** start of Raw records **

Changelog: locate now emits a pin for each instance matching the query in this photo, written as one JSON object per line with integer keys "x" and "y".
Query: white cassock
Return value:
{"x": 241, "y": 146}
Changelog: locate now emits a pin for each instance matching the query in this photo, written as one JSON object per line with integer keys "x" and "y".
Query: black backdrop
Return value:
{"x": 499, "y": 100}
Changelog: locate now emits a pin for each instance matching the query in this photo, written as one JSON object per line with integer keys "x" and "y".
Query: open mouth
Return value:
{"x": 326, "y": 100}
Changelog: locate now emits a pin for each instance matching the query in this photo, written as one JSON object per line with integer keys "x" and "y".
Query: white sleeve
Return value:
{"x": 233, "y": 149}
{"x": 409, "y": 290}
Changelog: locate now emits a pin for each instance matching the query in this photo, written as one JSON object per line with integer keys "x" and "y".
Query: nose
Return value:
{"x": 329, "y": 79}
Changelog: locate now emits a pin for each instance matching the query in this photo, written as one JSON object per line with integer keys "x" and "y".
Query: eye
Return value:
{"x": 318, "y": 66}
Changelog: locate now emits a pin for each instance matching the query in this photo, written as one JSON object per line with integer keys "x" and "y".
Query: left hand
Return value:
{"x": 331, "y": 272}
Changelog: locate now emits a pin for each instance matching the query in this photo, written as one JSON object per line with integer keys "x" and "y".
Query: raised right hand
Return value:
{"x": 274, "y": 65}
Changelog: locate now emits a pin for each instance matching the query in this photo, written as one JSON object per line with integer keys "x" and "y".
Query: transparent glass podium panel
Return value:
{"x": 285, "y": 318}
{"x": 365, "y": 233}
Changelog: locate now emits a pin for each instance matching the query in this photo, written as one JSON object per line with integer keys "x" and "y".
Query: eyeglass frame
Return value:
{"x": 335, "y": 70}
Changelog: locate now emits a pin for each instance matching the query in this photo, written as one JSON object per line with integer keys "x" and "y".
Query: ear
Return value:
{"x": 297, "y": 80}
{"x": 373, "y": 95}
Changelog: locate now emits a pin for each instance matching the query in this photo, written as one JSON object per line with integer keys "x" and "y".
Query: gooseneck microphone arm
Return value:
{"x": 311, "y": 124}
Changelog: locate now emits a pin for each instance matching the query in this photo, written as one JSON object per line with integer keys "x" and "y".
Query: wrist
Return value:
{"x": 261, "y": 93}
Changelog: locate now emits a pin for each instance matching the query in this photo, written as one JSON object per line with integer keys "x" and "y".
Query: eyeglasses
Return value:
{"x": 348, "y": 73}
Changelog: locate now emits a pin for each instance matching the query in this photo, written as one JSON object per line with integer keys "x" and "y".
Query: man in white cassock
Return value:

** end of Raw records **

* _Written request_
Collect every line of the data above that contains the string "cassock". Case counts.

* _Answer for this exercise_
Query: white cassock
Query: man in white cassock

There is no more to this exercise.